Available data:
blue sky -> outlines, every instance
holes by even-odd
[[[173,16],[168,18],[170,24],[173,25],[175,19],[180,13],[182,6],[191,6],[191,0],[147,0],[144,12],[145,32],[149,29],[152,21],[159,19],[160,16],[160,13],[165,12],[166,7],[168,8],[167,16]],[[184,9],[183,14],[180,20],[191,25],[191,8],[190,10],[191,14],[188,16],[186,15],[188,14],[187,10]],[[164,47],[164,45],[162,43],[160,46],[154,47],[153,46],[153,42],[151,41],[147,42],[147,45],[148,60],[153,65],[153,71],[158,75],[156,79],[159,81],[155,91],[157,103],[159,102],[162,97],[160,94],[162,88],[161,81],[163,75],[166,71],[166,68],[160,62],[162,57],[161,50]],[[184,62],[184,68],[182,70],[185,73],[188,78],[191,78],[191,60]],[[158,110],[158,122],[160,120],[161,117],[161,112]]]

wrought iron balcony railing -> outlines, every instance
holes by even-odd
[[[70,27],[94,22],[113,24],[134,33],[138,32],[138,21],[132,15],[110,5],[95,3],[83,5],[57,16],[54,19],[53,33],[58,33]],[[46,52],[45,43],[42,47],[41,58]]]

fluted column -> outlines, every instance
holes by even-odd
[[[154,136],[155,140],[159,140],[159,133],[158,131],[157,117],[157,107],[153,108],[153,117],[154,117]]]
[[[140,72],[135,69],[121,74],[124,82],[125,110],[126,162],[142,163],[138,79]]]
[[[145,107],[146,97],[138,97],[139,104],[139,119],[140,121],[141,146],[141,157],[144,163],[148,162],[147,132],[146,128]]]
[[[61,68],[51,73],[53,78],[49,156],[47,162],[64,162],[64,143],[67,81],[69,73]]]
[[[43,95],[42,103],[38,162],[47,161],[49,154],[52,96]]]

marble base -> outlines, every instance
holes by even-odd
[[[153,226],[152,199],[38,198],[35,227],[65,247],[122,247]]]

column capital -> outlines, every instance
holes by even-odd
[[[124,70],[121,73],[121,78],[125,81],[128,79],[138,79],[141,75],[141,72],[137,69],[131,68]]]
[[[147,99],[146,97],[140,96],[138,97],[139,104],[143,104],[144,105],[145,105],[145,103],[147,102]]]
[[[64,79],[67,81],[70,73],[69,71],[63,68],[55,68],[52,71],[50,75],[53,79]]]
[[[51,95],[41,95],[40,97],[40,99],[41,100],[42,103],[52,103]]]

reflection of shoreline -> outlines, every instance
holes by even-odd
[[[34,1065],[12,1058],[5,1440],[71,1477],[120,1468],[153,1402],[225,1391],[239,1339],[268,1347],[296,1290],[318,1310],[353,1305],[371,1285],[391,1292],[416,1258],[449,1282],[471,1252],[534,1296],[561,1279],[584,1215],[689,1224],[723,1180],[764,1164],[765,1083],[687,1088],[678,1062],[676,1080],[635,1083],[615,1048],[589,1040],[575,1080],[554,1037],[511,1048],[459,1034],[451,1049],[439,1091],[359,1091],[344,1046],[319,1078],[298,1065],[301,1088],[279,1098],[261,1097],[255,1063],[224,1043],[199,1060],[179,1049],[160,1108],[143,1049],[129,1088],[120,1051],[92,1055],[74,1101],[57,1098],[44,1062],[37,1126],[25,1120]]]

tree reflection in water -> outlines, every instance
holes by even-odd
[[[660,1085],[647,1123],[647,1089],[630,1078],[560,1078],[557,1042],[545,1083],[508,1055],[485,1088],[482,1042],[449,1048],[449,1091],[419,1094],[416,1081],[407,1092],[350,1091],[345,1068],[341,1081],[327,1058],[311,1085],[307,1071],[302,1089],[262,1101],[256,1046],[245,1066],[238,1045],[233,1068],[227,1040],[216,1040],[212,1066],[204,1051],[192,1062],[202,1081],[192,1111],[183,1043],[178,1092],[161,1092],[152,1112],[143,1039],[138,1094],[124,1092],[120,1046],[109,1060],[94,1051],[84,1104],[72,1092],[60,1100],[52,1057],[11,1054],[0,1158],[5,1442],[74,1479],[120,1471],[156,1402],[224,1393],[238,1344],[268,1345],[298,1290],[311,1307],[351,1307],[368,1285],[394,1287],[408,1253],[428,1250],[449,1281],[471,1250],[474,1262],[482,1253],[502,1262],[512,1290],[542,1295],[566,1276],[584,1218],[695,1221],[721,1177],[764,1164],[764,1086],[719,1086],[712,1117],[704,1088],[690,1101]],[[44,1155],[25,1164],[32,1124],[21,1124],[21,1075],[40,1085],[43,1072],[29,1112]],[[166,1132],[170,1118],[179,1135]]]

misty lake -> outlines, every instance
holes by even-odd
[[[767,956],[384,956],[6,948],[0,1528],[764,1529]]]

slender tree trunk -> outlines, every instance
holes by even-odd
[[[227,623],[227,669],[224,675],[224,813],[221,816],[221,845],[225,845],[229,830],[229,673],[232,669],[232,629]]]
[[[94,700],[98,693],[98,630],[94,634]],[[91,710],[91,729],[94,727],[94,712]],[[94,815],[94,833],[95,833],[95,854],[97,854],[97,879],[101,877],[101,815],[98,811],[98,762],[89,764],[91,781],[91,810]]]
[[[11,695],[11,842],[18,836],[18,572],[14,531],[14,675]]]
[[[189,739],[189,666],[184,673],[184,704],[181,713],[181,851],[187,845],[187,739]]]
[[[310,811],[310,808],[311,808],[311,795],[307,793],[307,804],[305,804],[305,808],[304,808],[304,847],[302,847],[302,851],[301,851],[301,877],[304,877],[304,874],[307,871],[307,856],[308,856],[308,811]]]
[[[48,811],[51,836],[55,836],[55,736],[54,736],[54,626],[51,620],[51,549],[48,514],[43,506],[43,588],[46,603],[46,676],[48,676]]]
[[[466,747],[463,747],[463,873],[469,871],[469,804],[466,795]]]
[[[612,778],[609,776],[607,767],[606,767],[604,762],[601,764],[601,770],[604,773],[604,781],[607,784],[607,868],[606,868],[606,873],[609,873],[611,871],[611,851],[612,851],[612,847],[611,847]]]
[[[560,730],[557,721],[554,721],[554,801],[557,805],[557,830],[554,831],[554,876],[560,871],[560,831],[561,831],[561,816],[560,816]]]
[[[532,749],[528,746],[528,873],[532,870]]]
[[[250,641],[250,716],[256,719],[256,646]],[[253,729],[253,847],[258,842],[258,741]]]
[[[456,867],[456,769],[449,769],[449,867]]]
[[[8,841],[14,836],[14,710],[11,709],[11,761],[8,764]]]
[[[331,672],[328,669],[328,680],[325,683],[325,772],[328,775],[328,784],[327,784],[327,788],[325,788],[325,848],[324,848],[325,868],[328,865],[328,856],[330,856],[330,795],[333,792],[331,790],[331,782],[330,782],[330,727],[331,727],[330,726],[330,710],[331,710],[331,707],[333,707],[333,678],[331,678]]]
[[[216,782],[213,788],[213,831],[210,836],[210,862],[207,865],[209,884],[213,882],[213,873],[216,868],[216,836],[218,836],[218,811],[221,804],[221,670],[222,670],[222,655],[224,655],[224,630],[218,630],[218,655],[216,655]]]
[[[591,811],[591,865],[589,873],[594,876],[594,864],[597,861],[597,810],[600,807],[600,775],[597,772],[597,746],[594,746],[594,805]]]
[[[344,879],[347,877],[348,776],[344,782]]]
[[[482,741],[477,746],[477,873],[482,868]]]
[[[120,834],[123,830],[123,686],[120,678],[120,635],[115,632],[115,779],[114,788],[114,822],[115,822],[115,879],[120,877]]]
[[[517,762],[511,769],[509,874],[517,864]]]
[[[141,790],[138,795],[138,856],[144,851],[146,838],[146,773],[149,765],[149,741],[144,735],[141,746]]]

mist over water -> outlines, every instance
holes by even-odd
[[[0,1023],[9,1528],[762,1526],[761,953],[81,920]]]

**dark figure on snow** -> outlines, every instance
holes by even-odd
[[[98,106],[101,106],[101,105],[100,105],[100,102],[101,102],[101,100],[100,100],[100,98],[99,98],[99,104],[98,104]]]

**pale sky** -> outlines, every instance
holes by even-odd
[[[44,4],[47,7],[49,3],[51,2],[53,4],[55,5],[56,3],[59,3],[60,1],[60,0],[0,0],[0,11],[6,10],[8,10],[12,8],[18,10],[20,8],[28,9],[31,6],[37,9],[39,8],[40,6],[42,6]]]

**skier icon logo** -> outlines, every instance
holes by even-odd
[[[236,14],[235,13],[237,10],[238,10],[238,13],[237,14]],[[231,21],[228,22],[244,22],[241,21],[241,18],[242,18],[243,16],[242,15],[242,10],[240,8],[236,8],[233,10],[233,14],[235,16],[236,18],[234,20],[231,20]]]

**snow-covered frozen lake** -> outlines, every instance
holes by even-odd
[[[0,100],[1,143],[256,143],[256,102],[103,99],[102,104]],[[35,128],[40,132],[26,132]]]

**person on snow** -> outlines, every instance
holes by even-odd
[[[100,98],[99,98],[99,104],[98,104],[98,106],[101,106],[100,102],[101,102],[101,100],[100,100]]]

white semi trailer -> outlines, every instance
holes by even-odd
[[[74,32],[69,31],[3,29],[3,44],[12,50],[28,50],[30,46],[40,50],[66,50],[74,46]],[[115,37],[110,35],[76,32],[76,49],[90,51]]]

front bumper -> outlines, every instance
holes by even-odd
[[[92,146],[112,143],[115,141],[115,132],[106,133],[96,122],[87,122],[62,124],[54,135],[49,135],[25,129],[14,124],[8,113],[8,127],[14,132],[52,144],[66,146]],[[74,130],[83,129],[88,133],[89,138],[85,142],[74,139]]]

Work to do: Reproduce verbatim the part of the records that begins with the line containing "fluted column -> outlines, every instance" and ends with the line containing "[[[153,226],[152,199],[38,198],[35,227],[65,247],[122,247]]]", with both of those lines included.

Solution for this task:
fluted column -> outlines, every instance
holes by even-odd
[[[154,136],[155,140],[159,140],[159,133],[158,131],[157,117],[157,107],[153,108],[153,117],[154,117]]]
[[[140,72],[135,69],[121,74],[124,82],[125,110],[126,162],[142,163],[138,79]]]
[[[145,107],[146,97],[138,97],[139,104],[139,119],[140,121],[141,146],[141,157],[144,163],[148,162],[147,132],[146,128]]]
[[[61,68],[51,73],[53,78],[49,156],[47,162],[64,162],[64,143],[67,81],[69,73]]]
[[[43,95],[42,103],[38,162],[47,161],[49,154],[52,96]]]

marble base -> outlines, every instance
holes by even-odd
[[[153,226],[152,199],[38,198],[35,227],[65,247],[122,247]]]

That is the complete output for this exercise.